* Aim: All the data should come back exactly as it was given.

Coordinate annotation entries
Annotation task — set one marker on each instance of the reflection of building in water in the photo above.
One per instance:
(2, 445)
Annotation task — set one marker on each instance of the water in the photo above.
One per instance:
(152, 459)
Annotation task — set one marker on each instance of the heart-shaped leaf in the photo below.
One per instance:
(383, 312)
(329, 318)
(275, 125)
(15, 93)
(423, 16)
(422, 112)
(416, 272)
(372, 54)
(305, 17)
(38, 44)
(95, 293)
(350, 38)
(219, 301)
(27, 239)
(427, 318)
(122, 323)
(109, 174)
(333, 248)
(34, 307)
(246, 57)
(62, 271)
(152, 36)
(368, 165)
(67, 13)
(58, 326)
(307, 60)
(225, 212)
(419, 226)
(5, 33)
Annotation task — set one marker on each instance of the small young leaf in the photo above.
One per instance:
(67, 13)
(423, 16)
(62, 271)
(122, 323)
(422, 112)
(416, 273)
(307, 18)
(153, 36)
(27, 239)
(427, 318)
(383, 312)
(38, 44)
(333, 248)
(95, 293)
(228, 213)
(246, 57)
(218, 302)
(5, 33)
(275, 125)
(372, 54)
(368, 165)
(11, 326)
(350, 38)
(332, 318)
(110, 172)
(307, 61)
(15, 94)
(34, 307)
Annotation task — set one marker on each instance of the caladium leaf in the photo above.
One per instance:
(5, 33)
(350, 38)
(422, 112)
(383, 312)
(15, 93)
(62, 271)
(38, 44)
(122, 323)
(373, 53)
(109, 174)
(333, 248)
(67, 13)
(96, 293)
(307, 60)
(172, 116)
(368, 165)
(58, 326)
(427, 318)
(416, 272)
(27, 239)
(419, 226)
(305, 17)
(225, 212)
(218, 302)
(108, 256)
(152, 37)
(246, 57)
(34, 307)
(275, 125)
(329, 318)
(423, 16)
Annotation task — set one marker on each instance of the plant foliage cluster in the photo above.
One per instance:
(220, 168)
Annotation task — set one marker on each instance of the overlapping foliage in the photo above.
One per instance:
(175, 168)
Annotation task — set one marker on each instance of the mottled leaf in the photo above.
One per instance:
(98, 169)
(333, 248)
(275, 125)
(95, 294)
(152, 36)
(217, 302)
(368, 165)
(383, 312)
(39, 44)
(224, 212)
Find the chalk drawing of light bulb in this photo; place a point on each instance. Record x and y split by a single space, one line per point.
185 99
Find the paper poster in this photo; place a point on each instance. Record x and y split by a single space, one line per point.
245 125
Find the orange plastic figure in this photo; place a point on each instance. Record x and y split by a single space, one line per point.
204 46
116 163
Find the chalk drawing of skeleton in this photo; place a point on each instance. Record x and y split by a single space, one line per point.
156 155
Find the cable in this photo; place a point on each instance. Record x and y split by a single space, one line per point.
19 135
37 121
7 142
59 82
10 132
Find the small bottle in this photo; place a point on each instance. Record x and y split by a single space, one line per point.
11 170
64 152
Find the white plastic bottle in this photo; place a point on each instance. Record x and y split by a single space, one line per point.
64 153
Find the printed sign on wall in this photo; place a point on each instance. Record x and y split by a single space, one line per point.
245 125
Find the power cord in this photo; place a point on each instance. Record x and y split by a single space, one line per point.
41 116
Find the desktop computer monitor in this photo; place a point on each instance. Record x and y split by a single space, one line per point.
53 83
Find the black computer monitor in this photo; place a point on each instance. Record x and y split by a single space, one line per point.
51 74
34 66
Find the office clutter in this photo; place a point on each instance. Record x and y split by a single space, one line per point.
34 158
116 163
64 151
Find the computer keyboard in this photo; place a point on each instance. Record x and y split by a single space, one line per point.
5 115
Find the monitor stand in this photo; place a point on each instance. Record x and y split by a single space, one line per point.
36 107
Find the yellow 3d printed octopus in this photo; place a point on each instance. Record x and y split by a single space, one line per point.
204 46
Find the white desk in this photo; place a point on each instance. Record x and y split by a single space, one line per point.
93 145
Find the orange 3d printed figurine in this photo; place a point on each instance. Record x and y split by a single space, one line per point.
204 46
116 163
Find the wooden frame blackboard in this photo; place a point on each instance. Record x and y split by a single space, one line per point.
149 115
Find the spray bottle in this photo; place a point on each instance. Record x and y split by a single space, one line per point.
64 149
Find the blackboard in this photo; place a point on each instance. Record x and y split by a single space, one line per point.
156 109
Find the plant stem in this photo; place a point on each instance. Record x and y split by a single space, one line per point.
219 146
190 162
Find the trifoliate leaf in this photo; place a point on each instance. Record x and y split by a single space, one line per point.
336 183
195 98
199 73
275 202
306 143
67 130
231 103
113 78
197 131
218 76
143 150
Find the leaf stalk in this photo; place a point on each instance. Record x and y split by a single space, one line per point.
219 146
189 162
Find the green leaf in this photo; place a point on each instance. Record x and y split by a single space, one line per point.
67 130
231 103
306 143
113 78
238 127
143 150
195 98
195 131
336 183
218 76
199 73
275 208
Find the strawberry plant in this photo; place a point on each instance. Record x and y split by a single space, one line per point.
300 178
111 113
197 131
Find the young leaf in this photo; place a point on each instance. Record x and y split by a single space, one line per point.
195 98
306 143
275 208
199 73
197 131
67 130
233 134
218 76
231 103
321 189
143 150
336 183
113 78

* Exercise output:
Annotation task — set one marker on each instance of the reflection of building in water in the photo above.
One per instance:
(2, 445)
Annotation task — set one marker on each instance of the water in the photo above.
One per instance:
(152, 459)
Annotation task — set one marker on each instance of the heart-shaped leaf in the photo below.
One per instance:
(383, 312)
(329, 318)
(275, 125)
(15, 93)
(423, 16)
(422, 112)
(416, 272)
(372, 54)
(305, 17)
(38, 44)
(95, 293)
(350, 38)
(219, 301)
(27, 239)
(427, 318)
(122, 323)
(109, 174)
(333, 248)
(34, 307)
(246, 57)
(62, 271)
(152, 36)
(368, 165)
(67, 13)
(58, 326)
(307, 60)
(225, 212)
(419, 226)
(5, 33)
Annotation task — set one marker on each instance of the small young leaf in the photo above.
One per instance:
(67, 13)
(423, 16)
(62, 271)
(122, 323)
(422, 112)
(416, 273)
(307, 18)
(153, 36)
(27, 239)
(427, 318)
(383, 312)
(38, 44)
(333, 248)
(95, 293)
(228, 213)
(246, 57)
(218, 302)
(5, 33)
(275, 125)
(372, 54)
(368, 165)
(11, 326)
(350, 38)
(332, 318)
(110, 172)
(307, 61)
(15, 94)
(34, 307)
Annotation task — set one marker on each instance of the caladium leaf in the photo above.
One per instance:
(5, 33)
(350, 38)
(422, 112)
(383, 312)
(15, 93)
(62, 271)
(38, 44)
(122, 323)
(373, 53)
(109, 174)
(333, 248)
(67, 13)
(96, 293)
(307, 60)
(172, 116)
(368, 165)
(58, 326)
(427, 318)
(416, 272)
(27, 239)
(419, 226)
(305, 17)
(225, 212)
(218, 302)
(108, 256)
(152, 37)
(246, 57)
(34, 307)
(275, 125)
(329, 318)
(423, 16)
Annotation task — set one marker on each instance of the plant foliage cluster in the photo above.
One per instance:
(220, 168)
Annotation task — set one marker on each instance of the overlapping foliage in the photo above.
One per instance:
(175, 168)
Annotation task — set one marker on each instance of the mottled leaf in the photo above.
One per instance:
(98, 169)
(333, 248)
(275, 125)
(95, 294)
(152, 36)
(217, 302)
(368, 165)
(383, 312)
(39, 44)
(224, 212)
Find the chalk drawing of light bulb in this photo; place a point on each instance. Record x and y split by a single space, one line per point.
185 99
Find the paper poster in this photo; place a point on each instance. Record x and y split by a single space, one line per point.
245 125
Find the orange plastic figure in this photo; place a point on each instance. Record x and y split by a single space, one line per point.
204 46
116 163
Find the chalk drawing of skeleton in this photo; place a point on each instance. Record x and y split by a single space, one line per point.
156 155
Find the cable in this photo; place a point on each instance. Record x and y split by a single space, one line per point.
19 135
37 121
7 142
59 82
10 132
Find the small bottle in this photo; place a point on each instance. Record x and y split by a single space, one line per point.
11 170
64 152
Find the white plastic bottle in this photo; place a point on each instance. Record x and y split by a single space, one line per point.
64 153
Find the printed sign on wall in this photo; place a point on each instance. Record x and y split by a single space, one line per point.
245 125
Find the power cord in this photo; place a point on each instance. Record x and y split by a single space, one line per point.
41 116
Find the desktop computer monitor in this photo; place a point on each instance. Record x and y split by a single space, one line per point.
53 83
Find the black computer monitor in this photo; place a point on each instance. Record x and y split by a single space, one line per point.
51 74
34 66
Find the office clutter in this photo; place a point on each instance. Record x and y split by a single space, one line per point.
34 158
116 163
64 151
Find the computer keyboard in this photo; place a point on each instance. Record x and y split by a single space, one line per point.
5 115
Find the monitor stand in this photo; place a point on each instance. Record x and y split by a single space, one line per point.
36 107
Find the yellow 3d printed octopus in this photo; place a point on each instance. Record x and y split by a single space, one line per point.
204 46
Find the white desk in this photo; place a point on each instance. Record x and y split by a single space, one line per point.
93 145
Find the orange 3d printed figurine in this photo; place a point on each instance. Record x and y split by a single space, one line per point.
204 46
116 163
Find the wooden frame blackboard in this photo; place a point on each instance. Record x and y split by a single space, one line per point.
149 115
Find the spray bottle in this photo; place a point on each instance. Record x and y split by a single space, one line per point.
64 149
Find the blackboard in this photo; place a point on each instance. Record x and y split by a single space, one line per point.
156 109
Find the plant stem in this photo; place a point on each instance. Record x and y split by a single space, one line per point.
219 146
190 162
Find the trifoliate leaf in this photo; place a point on each instance. Record x and y split by a single space, one line per point.
336 183
195 98
199 73
275 202
306 143
67 130
231 103
113 78
197 131
218 76
143 150
Find the leaf stalk in this photo; place a point on each instance. Record x and y split by a single space, one line per point.
219 146
189 162
Find the green leaf in this photo; place a point on each instance. Record x and y split by a single space, one line per point.
67 130
231 103
306 143
113 78
238 127
143 150
195 98
195 131
336 183
218 76
199 73
275 208
Find the strawberry plant in this photo; place a point on each instance. Record x and y split by a single space, one line per point.
300 178
111 113
197 131
Find the young leaf in this photo; place a point on each instance. Record x and y split by a single space, one line per point.
195 98
306 143
275 208
199 73
197 131
67 130
233 134
218 76
231 103
321 189
143 150
336 183
113 78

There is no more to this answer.